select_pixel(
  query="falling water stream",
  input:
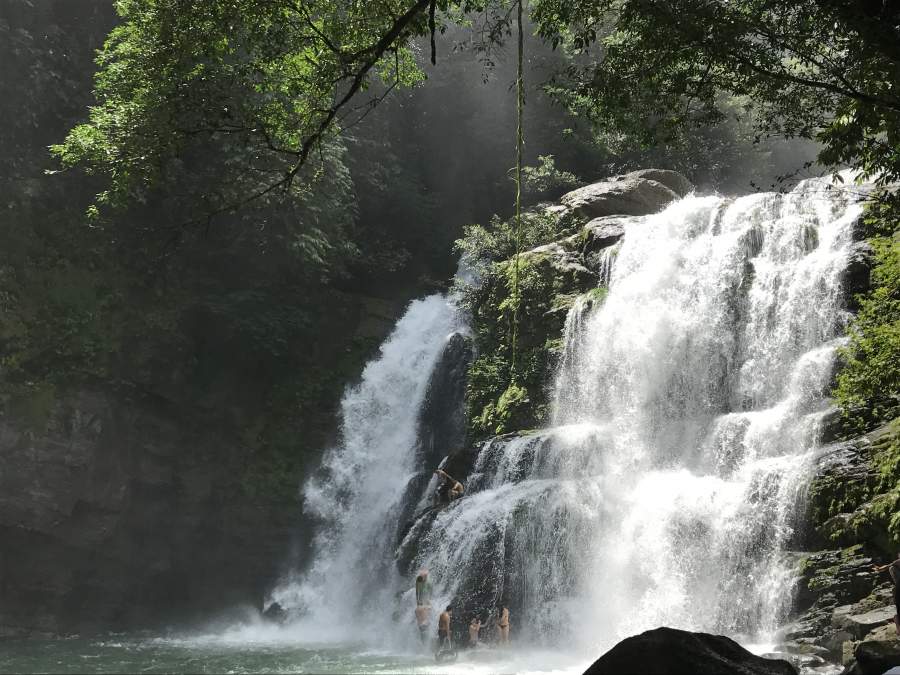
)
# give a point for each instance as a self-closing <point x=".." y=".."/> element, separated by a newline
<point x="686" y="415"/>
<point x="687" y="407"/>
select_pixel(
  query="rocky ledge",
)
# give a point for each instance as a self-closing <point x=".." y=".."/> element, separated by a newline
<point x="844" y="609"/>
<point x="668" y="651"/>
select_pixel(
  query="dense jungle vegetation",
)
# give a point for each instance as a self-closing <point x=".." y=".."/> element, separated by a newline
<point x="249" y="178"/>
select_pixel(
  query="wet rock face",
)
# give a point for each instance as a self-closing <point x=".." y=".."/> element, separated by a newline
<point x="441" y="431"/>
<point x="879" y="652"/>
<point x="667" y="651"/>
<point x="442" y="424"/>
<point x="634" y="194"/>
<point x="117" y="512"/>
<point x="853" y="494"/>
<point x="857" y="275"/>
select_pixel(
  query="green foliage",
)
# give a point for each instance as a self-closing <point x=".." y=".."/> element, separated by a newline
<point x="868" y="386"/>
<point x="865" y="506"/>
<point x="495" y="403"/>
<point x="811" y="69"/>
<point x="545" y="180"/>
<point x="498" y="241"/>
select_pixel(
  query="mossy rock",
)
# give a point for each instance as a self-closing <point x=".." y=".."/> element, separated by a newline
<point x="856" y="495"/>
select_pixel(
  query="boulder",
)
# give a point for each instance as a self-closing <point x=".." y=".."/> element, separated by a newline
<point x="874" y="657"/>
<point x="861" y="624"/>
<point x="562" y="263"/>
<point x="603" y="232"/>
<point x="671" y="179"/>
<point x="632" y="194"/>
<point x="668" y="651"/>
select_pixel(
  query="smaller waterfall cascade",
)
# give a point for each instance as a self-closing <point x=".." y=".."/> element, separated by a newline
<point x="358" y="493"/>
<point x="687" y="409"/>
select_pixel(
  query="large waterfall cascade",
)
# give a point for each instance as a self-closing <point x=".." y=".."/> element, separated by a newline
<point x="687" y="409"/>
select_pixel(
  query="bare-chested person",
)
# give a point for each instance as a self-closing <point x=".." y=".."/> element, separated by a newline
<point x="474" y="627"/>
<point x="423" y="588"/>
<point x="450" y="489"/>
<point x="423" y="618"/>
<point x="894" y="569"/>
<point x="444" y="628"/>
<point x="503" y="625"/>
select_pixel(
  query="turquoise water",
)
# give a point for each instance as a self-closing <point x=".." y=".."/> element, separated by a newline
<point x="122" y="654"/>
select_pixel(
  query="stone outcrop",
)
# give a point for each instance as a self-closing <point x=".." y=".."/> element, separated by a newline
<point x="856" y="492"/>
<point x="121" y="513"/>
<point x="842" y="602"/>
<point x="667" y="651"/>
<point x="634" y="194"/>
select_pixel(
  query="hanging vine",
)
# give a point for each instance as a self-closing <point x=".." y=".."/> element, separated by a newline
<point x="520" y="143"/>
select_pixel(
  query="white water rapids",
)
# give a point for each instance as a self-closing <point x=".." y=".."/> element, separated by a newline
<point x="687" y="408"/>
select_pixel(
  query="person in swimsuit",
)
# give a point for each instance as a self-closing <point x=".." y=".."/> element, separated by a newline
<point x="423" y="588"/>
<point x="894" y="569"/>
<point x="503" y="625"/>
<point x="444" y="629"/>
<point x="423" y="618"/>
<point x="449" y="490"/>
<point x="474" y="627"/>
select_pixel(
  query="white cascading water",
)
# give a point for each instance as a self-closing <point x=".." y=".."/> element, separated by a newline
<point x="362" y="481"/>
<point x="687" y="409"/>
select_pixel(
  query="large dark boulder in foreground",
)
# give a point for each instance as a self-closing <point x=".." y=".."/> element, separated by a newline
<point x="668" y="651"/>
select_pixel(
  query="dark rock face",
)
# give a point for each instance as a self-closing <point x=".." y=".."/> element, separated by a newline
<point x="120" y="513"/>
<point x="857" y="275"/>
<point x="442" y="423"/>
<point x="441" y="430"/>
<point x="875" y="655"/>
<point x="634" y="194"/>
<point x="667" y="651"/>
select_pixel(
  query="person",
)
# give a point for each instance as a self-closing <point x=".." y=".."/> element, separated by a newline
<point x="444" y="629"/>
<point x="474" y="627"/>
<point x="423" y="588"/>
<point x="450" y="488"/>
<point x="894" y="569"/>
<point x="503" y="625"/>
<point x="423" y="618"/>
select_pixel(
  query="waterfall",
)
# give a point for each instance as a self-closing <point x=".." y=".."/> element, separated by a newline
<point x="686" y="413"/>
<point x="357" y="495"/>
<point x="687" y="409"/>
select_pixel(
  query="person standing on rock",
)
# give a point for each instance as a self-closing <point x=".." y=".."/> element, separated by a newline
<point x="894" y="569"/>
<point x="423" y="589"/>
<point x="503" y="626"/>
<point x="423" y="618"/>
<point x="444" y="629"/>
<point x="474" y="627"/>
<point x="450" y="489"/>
* * *
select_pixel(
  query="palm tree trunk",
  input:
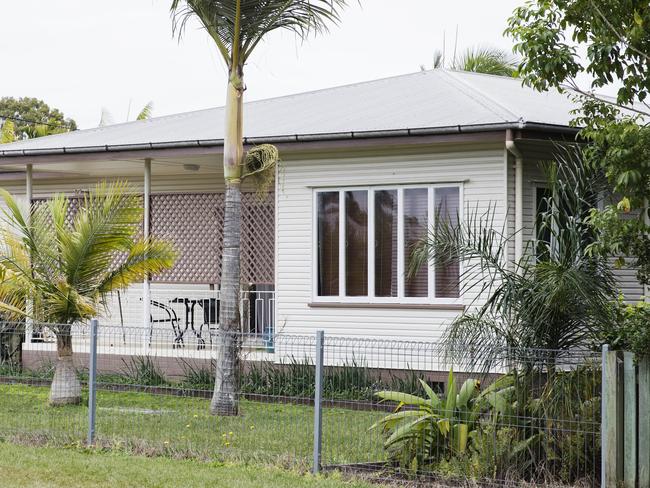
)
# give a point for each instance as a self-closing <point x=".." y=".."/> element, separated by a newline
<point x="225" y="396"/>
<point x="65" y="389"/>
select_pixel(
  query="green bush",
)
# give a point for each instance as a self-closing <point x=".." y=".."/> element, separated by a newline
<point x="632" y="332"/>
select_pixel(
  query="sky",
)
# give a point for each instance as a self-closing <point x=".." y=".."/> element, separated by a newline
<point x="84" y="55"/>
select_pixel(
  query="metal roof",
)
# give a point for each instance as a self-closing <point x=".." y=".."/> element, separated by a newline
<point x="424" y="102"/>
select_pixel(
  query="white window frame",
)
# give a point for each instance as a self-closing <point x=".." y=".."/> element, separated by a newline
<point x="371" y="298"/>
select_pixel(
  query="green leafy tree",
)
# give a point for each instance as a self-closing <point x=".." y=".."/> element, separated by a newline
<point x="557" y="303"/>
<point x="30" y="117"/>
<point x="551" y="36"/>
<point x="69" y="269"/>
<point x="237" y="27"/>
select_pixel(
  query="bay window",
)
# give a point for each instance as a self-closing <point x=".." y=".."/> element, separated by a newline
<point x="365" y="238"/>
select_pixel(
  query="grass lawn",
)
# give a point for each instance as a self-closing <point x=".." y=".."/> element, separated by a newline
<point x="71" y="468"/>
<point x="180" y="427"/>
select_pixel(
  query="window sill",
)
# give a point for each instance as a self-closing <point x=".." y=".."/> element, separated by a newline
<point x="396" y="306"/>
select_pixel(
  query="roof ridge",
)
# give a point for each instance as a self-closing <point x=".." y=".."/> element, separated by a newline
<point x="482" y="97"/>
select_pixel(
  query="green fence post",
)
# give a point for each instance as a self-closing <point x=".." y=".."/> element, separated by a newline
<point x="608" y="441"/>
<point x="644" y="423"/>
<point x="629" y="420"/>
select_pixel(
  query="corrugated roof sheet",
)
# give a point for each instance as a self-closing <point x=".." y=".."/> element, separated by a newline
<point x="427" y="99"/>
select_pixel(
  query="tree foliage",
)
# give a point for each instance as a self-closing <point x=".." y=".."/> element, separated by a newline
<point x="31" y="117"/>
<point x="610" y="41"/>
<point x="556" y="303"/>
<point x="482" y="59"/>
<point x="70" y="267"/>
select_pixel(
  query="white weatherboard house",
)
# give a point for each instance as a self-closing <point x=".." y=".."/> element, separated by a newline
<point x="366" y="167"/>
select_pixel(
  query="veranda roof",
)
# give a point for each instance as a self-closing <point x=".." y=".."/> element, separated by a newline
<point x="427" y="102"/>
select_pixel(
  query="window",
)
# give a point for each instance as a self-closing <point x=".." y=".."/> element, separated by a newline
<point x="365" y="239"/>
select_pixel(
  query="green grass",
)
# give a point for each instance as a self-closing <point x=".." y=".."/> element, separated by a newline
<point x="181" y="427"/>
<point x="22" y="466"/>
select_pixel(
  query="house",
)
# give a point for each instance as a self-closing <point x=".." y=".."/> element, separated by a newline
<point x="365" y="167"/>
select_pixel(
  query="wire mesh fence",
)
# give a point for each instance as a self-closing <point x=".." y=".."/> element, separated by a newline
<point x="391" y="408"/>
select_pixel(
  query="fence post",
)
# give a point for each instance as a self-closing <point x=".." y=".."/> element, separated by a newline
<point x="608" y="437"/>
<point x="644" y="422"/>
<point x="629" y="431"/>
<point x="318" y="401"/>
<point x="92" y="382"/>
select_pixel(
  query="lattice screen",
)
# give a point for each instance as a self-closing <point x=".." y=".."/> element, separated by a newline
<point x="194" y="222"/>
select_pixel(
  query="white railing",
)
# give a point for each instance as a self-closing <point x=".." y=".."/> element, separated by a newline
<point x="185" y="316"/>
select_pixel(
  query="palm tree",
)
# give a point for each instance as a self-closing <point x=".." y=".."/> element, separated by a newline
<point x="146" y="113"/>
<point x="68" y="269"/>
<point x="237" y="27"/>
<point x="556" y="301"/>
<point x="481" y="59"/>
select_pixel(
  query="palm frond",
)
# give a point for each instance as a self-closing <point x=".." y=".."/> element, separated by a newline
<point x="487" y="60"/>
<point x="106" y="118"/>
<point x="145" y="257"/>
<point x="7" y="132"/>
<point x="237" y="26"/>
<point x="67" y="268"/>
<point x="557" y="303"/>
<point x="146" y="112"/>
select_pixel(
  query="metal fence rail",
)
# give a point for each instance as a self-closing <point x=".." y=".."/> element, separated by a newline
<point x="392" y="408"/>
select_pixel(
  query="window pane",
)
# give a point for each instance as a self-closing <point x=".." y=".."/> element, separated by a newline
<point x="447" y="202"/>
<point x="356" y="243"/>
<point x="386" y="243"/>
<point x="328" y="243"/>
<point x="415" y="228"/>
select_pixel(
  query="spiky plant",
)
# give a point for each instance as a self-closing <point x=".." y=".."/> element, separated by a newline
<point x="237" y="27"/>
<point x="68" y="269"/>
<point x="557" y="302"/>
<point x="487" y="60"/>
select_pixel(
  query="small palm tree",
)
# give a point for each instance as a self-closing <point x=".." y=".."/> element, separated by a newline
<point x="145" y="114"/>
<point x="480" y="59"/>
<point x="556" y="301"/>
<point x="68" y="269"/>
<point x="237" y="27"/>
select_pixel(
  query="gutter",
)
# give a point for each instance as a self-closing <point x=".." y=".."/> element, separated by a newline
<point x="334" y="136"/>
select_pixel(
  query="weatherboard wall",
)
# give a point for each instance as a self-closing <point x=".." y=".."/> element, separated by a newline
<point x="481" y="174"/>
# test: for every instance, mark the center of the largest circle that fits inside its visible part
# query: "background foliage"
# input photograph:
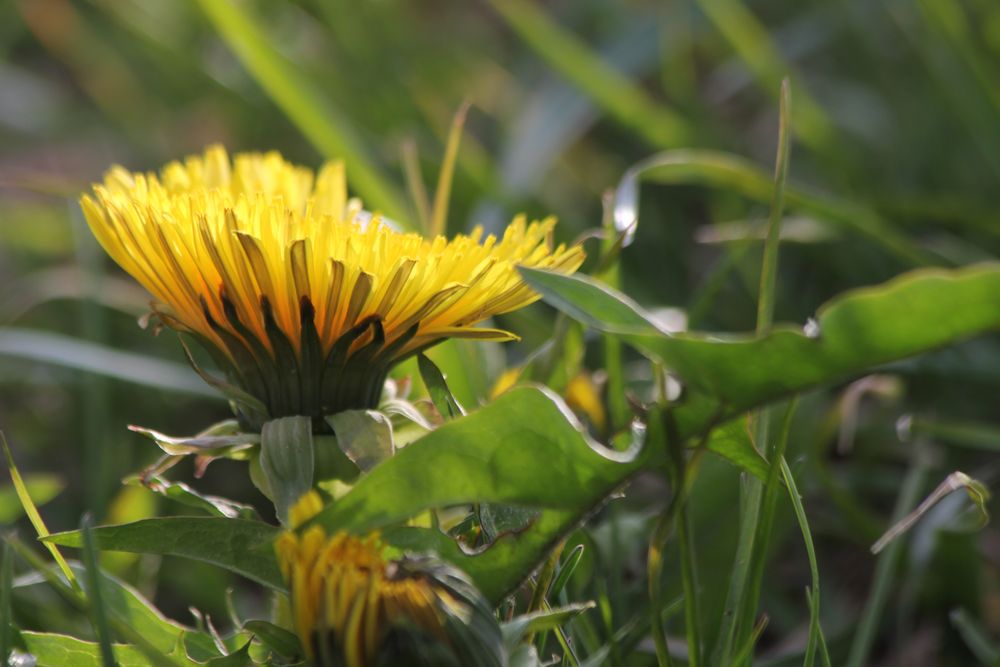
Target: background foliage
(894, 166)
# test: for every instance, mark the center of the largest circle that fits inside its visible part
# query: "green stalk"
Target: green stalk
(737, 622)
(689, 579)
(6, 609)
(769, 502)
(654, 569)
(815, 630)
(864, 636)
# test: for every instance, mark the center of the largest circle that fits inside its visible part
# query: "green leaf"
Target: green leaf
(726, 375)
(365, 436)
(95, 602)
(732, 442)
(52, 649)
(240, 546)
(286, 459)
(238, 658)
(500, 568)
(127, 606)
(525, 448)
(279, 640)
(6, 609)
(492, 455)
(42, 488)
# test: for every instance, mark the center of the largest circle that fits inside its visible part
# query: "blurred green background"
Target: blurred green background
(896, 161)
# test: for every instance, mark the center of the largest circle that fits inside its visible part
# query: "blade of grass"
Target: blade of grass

THE TASK – Count the lines in the rows above that contain the string "grass", treating case as significant. Give only the number.

TASK OUTPUT – 4